:: SUPPLIED ENTRIES ::

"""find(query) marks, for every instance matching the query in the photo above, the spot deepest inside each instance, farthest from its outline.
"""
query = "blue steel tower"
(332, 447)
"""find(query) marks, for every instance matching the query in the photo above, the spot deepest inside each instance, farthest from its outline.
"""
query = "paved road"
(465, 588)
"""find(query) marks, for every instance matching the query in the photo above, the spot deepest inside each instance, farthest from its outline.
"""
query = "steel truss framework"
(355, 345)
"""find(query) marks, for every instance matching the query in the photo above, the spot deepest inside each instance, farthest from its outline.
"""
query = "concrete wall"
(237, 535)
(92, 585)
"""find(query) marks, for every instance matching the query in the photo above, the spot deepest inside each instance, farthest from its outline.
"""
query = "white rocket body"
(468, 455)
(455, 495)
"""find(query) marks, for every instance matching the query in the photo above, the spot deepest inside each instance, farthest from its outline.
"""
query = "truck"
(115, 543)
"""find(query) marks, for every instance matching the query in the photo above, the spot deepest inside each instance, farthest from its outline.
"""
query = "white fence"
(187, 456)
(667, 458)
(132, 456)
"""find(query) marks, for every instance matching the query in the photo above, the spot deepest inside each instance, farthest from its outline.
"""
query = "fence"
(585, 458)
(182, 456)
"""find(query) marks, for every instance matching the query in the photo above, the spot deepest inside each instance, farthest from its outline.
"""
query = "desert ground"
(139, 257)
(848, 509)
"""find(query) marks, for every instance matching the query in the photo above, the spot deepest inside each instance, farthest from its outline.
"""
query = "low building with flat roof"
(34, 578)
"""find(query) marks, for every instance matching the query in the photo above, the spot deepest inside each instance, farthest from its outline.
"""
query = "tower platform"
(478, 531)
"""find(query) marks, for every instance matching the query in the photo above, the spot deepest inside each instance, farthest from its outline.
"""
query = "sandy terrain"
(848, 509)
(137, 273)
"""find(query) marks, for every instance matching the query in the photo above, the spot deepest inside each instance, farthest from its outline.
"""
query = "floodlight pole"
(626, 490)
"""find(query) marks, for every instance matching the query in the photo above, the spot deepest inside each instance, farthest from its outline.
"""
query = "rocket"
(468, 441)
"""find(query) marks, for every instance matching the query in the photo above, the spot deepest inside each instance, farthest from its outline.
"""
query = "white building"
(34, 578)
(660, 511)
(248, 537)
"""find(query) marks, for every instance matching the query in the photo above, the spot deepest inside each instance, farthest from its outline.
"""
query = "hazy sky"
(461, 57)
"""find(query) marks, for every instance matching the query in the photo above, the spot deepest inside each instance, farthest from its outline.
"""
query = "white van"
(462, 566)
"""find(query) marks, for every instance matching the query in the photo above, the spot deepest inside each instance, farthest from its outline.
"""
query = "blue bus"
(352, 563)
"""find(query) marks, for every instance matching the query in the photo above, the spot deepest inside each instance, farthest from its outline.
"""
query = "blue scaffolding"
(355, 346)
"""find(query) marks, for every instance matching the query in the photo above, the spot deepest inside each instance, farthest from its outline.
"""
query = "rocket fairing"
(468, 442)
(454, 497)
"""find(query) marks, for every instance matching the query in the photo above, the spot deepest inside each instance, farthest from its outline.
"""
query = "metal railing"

:::

EXERCISE BRIEF = Retype the entries exactly, including every line.

TASK OUTPUT =
"""find(query) marks, for every instance matching the query in the photo above, the spot deepest inside each instance, farthest from its outline.
"""
query = "blue steel tower"
(332, 447)
"""find(query) marks, for every instance matching the query in the photo above, the spot deepest inside each instance, farthest from its outline.
"""
query = "paved road"
(465, 588)
"""find(query) marks, for every instance matching the query in the photo above, the spot deepest inside each instance, farthest from its outline.
"""
query = "steel truss framework"
(355, 345)
"""find(query) marks, for every instance matching the query in the photo above, the spot deepest inside each instance, farthest from its outline.
"""
query = "concrete wall"
(237, 535)
(92, 585)
"""find(query) marks, for every instance matching the query in the photo above, the spot deepest inside each instance, farthest from its outline.
"""
query = "white rocket body"
(468, 455)
(455, 495)
"""find(query) marks, for every instance matching the query in the photo above, the spot deepest inside each instance, farthest from its outline.
"""
query = "truck"
(115, 543)
"""find(query) marks, for every instance matching the query in the photo above, the spot deepest inside each instance, farthest from its outline.
"""
query = "white fence"
(187, 456)
(667, 458)
(132, 456)
"""find(query) marks, for every instance matching the query in the photo above, the spot deepest inside each instance, farthest from its outline.
"""
query = "fence"
(585, 458)
(182, 456)
"""find(query) marks, for every instance matching the query in the photo above, the spot deepest inside each instance, farthest from its outline.
"""
query = "desert ground"
(139, 257)
(848, 509)
"""find(query) marks, for every instance matching the query in the photo above, the spot deepest inside each instance, farthest from its outline.
"""
query = "low building with flat roof"
(34, 578)
"""find(query) marks, for every instance matching the query in the photo above, the spot deepest inside each instance, farthest from its outline.
"""
query = "tower platform"
(478, 531)
"""find(query) marks, for every instance matching the query in the photo above, the spot deepest inside each instance, farthest from its outline.
"""
query = "sandy terrain"
(848, 509)
(137, 273)
"""find(query) marks, for every instance matching the query in the photo above, the spot deepest inside each instance, farthest from its outline.
"""
query = "floodlight pole"
(626, 490)
"""find(query) marks, for every instance matching the query in the photo above, the spot deepest inside each instance, farthest from its outline.
"""
query = "rocket"
(468, 441)
"""find(query) marks, for every instance matching the query in the photo above, the spot deepest inside each instance, farthest from its outline.
"""
query = "white building"
(34, 578)
(660, 511)
(248, 537)
"""find(query) marks, for every instance matching the query in the photo above, the spot deepest inside each instance, farthest from its outline.
"""
query = "hazy sky"
(461, 57)
"""find(query) marks, for every instance matching the query in the photo above, the spot deepest inside each instance, farthest from its outline.
"""
query = "white van"
(462, 566)
"""find(query) marks, for every instance matching the query in the photo above, the spot deepest inside each instance, farthest from its outline.
"""
query = "blue bus"
(352, 563)
"""find(query) marks, for every instance matching the query in the photo above, the spot deepest inside each instance, farthest from its outline.
"""
query = "blue scaffolding"
(355, 346)
"""find(query) marks, for every instance matching the query in the photo above, the spot deepest inside each instance, farthest from its outline.
"""
query = "rocket fairing"
(468, 442)
(454, 497)
"""find(query) marks, for every instance matching the query in the photo above, the spot deepest inside each instance, farthest from its outline.
"""
query = "metal railing"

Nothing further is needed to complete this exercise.